## Natural-language object grounding data
::::::::

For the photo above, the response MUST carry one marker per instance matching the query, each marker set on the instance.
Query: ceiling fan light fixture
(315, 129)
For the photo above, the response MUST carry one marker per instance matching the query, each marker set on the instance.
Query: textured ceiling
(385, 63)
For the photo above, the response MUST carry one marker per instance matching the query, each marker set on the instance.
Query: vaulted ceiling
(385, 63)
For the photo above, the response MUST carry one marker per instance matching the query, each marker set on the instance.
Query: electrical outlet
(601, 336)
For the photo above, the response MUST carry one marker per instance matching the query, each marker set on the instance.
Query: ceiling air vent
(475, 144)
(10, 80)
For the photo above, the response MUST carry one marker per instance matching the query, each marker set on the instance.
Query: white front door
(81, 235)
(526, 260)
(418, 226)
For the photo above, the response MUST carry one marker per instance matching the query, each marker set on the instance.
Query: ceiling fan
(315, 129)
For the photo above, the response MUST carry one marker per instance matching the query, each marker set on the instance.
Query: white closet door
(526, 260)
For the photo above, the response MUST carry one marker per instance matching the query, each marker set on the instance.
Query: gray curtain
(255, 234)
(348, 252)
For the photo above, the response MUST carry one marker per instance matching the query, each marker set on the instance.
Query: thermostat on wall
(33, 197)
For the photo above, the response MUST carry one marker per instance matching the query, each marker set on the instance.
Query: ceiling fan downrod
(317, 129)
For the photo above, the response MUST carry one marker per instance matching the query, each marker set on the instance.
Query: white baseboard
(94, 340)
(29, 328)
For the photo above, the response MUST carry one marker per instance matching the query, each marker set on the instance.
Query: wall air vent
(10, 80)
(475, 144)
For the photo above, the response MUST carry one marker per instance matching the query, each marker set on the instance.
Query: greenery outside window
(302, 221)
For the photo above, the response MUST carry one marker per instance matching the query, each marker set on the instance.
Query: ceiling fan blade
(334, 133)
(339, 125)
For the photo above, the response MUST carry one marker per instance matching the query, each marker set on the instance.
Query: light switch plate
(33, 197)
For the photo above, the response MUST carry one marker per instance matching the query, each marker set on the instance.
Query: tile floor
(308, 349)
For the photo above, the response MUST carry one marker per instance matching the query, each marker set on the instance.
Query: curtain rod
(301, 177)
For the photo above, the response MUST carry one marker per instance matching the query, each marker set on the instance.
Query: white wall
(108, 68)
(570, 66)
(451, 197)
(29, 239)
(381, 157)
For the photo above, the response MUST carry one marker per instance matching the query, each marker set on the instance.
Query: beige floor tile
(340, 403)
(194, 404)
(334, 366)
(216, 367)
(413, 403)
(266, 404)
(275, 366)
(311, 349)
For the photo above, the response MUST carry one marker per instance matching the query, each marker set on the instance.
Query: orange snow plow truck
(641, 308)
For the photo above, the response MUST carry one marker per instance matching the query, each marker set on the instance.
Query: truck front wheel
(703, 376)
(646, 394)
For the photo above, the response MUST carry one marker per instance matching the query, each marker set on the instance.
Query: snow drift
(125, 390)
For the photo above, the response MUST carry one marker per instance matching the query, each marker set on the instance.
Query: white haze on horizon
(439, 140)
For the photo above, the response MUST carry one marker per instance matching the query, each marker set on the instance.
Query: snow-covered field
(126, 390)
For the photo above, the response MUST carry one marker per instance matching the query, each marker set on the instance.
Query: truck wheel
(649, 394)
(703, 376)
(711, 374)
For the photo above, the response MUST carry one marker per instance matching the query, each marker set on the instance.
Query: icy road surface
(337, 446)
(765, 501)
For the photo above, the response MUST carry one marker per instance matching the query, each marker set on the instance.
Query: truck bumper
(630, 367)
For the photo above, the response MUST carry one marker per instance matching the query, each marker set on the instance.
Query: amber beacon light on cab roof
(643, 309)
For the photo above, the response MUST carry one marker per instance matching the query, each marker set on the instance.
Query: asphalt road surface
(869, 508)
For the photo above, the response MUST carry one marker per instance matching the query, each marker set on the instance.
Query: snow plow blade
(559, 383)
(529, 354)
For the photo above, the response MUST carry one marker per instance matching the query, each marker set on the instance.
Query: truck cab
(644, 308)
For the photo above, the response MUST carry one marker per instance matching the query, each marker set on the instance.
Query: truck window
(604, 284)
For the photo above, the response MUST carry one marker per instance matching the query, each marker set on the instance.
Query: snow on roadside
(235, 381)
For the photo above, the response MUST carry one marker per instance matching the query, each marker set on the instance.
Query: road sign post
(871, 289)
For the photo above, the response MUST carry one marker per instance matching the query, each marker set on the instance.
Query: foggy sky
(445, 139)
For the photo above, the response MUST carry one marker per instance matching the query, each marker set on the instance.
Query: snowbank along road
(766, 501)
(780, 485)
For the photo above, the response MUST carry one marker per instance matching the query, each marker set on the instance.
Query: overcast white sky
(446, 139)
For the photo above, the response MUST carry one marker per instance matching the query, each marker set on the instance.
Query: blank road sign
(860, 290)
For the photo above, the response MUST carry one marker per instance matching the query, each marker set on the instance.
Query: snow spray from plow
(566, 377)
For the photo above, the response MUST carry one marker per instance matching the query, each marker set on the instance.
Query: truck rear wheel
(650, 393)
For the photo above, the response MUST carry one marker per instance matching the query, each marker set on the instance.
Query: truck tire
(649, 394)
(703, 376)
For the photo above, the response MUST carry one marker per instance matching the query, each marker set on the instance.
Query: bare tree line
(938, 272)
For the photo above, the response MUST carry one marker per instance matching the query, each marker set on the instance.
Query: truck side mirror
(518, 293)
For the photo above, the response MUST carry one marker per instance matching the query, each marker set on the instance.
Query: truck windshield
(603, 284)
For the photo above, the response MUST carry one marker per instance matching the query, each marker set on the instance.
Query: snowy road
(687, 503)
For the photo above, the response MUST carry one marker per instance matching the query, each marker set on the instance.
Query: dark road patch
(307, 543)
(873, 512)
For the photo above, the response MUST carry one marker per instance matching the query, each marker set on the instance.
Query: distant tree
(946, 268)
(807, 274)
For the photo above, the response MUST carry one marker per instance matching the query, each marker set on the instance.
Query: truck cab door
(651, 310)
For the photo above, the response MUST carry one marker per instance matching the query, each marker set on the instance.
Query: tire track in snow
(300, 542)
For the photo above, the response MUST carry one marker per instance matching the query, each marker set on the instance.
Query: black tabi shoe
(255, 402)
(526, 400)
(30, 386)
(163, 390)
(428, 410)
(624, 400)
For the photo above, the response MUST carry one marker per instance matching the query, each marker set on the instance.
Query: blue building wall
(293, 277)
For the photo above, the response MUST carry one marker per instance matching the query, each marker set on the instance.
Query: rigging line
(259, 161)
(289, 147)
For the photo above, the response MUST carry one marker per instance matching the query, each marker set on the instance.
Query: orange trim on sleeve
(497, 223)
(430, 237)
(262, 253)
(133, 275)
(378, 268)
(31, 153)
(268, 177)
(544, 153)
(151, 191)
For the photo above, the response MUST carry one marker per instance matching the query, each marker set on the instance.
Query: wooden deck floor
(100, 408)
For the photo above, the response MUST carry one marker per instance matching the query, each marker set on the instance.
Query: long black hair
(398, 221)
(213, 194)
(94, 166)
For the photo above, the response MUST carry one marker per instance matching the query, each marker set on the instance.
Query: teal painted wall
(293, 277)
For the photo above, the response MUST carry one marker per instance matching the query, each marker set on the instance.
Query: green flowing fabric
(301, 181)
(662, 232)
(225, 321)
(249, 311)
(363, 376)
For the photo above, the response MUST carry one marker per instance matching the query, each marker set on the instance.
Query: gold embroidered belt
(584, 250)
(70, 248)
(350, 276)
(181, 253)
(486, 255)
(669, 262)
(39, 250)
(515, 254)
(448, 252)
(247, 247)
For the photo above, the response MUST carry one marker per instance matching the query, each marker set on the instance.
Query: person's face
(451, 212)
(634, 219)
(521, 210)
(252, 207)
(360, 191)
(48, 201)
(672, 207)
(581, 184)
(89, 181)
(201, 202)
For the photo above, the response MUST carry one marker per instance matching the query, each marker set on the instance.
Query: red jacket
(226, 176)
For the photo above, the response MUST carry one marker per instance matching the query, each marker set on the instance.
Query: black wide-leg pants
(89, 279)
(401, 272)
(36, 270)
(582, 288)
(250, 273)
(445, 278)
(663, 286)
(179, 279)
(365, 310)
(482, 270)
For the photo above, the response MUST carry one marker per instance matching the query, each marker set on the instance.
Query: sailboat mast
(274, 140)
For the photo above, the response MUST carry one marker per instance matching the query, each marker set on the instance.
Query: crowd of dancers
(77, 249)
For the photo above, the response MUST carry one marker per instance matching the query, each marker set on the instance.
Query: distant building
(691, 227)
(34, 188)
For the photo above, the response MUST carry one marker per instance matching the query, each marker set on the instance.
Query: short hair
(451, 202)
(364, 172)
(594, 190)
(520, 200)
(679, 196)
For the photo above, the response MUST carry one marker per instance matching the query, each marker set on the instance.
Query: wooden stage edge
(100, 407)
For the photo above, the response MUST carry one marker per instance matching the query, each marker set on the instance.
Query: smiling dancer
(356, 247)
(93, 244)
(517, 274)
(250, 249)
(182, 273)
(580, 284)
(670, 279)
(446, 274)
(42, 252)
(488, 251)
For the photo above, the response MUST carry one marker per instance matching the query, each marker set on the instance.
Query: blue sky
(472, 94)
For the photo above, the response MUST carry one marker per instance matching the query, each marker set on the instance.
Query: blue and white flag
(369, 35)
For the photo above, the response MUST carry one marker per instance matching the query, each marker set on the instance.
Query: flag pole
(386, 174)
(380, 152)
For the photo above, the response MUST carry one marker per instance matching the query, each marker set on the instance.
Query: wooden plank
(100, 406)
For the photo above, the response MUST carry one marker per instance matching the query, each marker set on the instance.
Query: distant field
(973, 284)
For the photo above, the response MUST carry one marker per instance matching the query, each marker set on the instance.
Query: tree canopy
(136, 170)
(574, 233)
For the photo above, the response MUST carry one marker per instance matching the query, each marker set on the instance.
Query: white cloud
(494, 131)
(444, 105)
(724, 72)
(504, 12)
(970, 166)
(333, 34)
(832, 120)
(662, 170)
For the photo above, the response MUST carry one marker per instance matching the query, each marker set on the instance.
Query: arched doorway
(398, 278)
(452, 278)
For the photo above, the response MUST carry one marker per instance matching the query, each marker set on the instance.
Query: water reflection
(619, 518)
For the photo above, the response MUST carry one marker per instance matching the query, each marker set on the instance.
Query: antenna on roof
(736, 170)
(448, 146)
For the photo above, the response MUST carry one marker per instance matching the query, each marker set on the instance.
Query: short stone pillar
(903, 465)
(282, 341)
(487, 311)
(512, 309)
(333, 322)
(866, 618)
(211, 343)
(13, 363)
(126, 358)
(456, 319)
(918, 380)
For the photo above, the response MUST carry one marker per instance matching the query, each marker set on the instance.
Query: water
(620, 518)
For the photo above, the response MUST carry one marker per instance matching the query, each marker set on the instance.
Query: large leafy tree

::::::::

## Required work
Write out, word for word, every line from the one containing "Query: distant field" through the last line of the records above.

## Task solution
Query: distant field
(973, 284)
For the photo above, the response MUST carry one marker per instance matching the query, each marker set on the instance.
Query: tree canopy
(136, 170)
(574, 233)
For the photo above, the response MUST carry one marker per instance matching the query, each marker set on the instance.
Query: white cloud
(494, 131)
(444, 105)
(724, 72)
(504, 12)
(970, 166)
(333, 34)
(832, 120)
(662, 170)
For the photo above, the response MUST carry one marker per instance matching the query, each marker set on the instance.
Query: arched doorway
(398, 278)
(452, 278)
For the photo above, the response MUST carry one marker per instance matching the query, each marker set on the instance.
Query: water reflection
(619, 518)
For the photo above, the response MUST carry one marker per instance matching the query, each marker set on the instance.
Query: antenna on roof
(736, 170)
(448, 146)
For the photo above, the response MUST carry one marker per instance matching the query, each marker set on the instance.
Query: short stone pillar
(903, 465)
(282, 341)
(487, 311)
(512, 309)
(333, 322)
(866, 618)
(211, 343)
(13, 363)
(126, 358)
(456, 319)
(918, 380)
For the photo above, the response MUST carry one marker per instance matching the query, each marker set on the instance.
Query: water
(620, 518)
For the photo above, the response MUST carry one marker per instance matching the query, each marker set on the instance.
Query: large leafy tree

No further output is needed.